▶ [Data]
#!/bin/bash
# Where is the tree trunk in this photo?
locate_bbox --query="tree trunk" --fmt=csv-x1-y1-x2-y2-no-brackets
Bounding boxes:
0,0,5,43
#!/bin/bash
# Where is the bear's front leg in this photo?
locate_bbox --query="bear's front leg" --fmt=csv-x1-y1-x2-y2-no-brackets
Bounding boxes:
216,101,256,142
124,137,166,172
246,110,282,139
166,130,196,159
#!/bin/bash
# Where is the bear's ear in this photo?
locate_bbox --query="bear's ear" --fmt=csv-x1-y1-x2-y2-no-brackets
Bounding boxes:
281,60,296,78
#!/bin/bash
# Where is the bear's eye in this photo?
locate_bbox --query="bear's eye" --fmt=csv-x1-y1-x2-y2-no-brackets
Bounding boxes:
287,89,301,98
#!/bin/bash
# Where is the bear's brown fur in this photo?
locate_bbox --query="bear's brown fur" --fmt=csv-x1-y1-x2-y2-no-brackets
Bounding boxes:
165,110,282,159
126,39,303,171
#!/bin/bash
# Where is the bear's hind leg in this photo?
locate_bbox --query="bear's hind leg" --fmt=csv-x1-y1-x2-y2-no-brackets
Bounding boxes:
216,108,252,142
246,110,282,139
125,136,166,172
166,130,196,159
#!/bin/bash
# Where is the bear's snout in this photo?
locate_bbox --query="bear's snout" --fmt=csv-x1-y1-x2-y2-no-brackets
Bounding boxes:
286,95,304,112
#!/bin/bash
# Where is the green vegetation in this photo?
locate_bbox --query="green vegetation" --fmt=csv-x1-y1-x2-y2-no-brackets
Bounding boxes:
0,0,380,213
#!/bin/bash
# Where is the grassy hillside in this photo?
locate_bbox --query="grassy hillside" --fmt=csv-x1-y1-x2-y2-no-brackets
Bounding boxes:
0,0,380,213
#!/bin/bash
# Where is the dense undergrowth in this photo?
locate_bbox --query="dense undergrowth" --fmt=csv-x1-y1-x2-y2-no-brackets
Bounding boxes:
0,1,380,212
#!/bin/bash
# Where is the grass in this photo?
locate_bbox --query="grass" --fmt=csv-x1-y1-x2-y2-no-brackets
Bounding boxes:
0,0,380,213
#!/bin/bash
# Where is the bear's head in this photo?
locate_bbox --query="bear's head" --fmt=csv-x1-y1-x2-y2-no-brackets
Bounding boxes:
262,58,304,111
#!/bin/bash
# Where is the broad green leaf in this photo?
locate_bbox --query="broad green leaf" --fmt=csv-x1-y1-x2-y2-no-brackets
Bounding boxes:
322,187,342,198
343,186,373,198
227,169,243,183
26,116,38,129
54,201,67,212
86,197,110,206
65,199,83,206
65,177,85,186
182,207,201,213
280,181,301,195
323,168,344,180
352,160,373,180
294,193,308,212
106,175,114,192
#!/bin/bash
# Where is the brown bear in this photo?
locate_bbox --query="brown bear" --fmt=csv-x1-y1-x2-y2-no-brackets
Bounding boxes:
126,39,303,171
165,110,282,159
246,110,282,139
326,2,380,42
--
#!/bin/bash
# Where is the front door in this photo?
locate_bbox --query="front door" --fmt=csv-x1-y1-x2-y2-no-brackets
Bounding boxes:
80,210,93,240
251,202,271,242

▶ [What this task involves]
Report each line of the data above that contains the string "brown". Case counts.

▶ [Exercise output]
# Where is the bear's brown fur in this photo?
locate_bbox --query="bear's brown fur" --fmt=csv-x1-y1-x2-y2-no-brackets
# Where is the brown bear in this photo?
locate_bbox --query="brown bear" --fmt=csv-x1-y1-x2-y2-no-brackets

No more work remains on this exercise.